Dataset records
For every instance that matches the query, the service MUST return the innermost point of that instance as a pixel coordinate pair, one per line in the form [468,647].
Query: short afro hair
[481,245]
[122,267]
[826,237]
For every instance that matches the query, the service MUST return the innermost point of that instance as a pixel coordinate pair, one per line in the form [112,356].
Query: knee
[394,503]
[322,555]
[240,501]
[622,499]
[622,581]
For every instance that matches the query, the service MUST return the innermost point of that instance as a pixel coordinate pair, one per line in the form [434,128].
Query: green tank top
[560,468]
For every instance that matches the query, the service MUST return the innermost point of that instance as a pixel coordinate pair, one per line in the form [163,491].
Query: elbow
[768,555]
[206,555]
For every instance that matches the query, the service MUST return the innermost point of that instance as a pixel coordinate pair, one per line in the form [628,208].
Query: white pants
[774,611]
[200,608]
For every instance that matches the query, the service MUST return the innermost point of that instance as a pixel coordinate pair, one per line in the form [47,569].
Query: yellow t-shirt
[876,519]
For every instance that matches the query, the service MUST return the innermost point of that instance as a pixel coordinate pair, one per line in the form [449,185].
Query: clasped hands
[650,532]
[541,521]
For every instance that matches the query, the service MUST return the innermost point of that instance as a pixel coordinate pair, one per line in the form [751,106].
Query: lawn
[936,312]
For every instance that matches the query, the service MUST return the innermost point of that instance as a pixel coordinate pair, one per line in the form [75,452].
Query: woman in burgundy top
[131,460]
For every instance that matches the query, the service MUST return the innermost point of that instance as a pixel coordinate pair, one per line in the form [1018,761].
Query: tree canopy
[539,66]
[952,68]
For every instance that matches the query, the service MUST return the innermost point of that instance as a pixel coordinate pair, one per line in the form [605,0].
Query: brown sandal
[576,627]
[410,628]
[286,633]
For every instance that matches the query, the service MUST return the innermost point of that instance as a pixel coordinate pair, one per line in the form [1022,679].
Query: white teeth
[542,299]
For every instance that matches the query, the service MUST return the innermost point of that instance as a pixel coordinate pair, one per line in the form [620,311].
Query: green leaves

### Problem to solve
Your answer should consist of every record, printed exactly as given.

### Reply
For every instance that matches the query, the service MUST return the innermost point of that instance as a pixel coordinate pair, one per line in the form [468,647].
Query: short afro hair
[481,245]
[122,267]
[826,237]
For every instance that matches the query, the service MUST return the innermost point of that instance as a pixel coordinate pair, one per line in the form [112,356].
Query: knee
[394,503]
[322,555]
[240,501]
[622,499]
[622,581]
For every instance that matches the query, the service MUST return the innermost point of that instance as a pixel coordinate pair, one per line in the form [434,128].
Query: green tank top
[560,468]
For every instance that matches the query, the service MUST return the innermost point of that instance as a pixel coordinate pair, one per line in the form [163,491].
Query: elbow
[768,555]
[206,555]
For every instance that matches the query, the service MUST return the innermost point of that instance as a pixel coordinate pair, one per line in the form [628,208].
Query: white pants
[774,611]
[200,608]
For every instance that matches the query, the service MUST return the innermost point of that instance as a pixel coordinate pair, one per line in the form [47,569].
Query: yellow t-shirt
[876,519]
For every instance that matches the query, the service MUST return the innermost point of that instance as a pixel coordinate pair, one per line in the form [449,185].
Query: clasped hands
[650,532]
[541,521]
For every instance that matches the query, the service MUST return the innermost point of that instance as a pixel coordinate pair, one per line in the form [751,106].
Query: lawn
[936,312]
For every instance that matches the query, the service MUST return the innermost point of that instance as a pixel coordinate pair, one per line in the form [75,452].
Query: woman in burgundy top
[131,460]
For every instance that matches the query, the service MUST return the innermost point of that instance as a pixel coordinate pair, one per line in the form [1018,761].
Query: tree canopy
[539,66]
[952,68]
For every instance that matches the query, the service MUST return the innermost point of that instance as a pixel coordinate pair, one per line in the form [605,0].
Query: brown sandal
[576,627]
[410,628]
[286,633]
For every instance that matches the query, the service MUST return the innermost point of that instance as a pixel coordinate pair, one per line in the form [1022,679].
Query: white teeth
[542,299]
For every instance that matches the query, the service MUST return the innermost point of that instance as a pixel coordinate pair, one per line in the form [620,311].
Query: green leaves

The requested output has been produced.